## PROBLEM DETAILS
In the records below, find the line with "Target: chain-link fence" and the line with "Target: furled sail"; return exactly those lines and every line between them.

## DATA TO PROCESS
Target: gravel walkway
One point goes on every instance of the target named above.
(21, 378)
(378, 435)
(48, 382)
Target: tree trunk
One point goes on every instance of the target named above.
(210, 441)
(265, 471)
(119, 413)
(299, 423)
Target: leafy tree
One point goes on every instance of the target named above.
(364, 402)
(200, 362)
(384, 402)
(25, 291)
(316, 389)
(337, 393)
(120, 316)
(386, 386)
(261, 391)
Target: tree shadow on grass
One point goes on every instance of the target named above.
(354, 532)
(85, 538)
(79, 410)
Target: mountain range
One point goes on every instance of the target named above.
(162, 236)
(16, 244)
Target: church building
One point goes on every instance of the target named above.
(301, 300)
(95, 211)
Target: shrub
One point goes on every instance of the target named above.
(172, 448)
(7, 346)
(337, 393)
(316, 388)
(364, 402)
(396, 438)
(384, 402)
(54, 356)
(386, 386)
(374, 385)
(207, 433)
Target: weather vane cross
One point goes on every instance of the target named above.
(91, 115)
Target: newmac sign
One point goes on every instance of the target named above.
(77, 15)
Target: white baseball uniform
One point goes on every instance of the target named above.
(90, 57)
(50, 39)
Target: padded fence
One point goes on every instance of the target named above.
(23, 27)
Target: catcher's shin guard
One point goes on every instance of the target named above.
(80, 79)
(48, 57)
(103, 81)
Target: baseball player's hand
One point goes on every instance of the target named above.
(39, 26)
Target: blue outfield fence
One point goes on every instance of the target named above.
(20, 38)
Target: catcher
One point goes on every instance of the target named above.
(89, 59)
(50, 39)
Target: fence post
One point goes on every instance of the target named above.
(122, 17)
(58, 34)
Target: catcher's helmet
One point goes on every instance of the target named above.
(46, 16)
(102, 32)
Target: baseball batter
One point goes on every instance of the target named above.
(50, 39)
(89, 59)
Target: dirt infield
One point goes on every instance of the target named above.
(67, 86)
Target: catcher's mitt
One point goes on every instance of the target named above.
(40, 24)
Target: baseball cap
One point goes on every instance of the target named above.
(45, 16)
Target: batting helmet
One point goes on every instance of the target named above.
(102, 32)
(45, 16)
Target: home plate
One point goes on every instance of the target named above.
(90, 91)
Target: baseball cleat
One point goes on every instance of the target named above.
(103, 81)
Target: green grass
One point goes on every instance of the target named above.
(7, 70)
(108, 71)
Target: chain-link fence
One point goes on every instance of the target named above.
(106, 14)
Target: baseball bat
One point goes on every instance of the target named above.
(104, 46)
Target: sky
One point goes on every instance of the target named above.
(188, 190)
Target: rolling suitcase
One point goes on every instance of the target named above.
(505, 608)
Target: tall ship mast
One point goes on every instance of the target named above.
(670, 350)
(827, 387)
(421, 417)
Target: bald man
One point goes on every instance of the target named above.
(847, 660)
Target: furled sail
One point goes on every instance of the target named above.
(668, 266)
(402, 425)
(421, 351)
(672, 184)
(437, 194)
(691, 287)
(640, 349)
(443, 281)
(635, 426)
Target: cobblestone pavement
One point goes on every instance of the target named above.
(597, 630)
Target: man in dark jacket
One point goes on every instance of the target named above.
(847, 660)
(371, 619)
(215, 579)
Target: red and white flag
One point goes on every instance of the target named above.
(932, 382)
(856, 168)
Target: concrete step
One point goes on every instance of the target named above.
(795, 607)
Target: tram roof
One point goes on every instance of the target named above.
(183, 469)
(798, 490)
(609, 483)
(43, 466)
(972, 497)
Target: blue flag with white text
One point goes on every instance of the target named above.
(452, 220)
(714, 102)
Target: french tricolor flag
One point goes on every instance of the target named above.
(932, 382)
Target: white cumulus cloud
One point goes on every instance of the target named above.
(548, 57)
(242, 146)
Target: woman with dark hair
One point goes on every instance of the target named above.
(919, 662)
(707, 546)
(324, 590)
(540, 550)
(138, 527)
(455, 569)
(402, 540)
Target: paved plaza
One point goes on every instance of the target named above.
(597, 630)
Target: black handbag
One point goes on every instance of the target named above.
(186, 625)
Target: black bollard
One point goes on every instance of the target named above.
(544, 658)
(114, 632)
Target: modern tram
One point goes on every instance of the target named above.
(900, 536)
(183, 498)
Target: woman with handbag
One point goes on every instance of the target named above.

## WRITTEN ANSWER
Target: chain-link fence
One point goes on every instance of the target named above.
(106, 14)
Target: baseball bat
One point goes on every instance of the target named above.
(104, 46)
Target: sky
One point goes on every instance of the target named above.
(188, 190)
Target: rolling suitcase
One point goes on every instance of the target named above.
(505, 608)
Target: tall ship mast
One point goes on every instance of the target named above.
(670, 350)
(827, 387)
(421, 417)
Target: bald man
One point goes on every instance of the target named above.
(847, 660)
Target: furled sail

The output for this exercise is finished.